§ DOCUMENT PASSAGE:
*-*-*

If all sets were finite, how could the real numbers be defined?
Set theory with all sets finite has been studied, is a familiar theory in disguise, and is enough for most/all concrete real analysis.
Specifically, Zermelo-Fraenkel set theory with the Axiom of Infinity replaced by its negation (informally, "there is no infinite set") is equivalent to first-order Peano Arithmetic. Call this system finite ZF, the theory of hereditarily finite sets. Then under the Goedel arithmetic encoding of finite sets, Peano Arithmetic can prove all the theorems of Finite ZF, and under any of the standard constructions of integers from finite sets, Finite ZF proves all the theorems of Peano Arithmetic.
The implication is that theorems unprovable in PA involve intrinsically infinitary reasoning. Notably, finite ZF was used as an equivalent of PA in the Paris-Harrington paper "A Mathematical Incompleteness in Peano Arithmetic" which proved that their modification of the finite Ramsey theorem can't be proved in PA.

*-*-*

§ MATERIAL SUPPLIED:

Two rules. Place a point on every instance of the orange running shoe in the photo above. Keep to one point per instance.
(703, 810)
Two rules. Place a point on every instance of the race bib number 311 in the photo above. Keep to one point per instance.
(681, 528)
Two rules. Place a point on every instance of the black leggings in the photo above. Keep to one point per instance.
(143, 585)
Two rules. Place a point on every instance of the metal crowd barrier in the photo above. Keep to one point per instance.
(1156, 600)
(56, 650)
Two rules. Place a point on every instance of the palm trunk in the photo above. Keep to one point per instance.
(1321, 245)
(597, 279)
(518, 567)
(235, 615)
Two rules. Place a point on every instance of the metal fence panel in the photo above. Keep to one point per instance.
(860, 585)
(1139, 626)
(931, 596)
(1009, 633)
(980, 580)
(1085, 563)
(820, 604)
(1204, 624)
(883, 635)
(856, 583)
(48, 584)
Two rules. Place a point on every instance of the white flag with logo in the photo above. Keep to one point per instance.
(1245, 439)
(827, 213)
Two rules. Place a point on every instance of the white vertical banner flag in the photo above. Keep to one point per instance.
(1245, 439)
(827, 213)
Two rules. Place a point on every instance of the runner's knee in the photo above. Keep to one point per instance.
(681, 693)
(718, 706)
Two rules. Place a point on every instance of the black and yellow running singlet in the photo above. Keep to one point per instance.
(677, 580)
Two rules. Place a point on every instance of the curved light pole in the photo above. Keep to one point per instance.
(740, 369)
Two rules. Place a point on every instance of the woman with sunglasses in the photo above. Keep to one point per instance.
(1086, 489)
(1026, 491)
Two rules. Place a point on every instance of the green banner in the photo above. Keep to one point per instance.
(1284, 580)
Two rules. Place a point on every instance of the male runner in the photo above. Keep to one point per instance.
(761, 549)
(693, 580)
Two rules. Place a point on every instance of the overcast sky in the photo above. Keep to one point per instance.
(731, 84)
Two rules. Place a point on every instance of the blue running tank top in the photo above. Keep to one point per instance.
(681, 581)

*-*-*

§ AIM:
In the passage on finite set theory, which system is Zermelo-Fraenkel set theory with the Axiom of Infinity replaced by its negation equivalent to?

§ FINISHED TASK:
First-order Peano Arithmetic.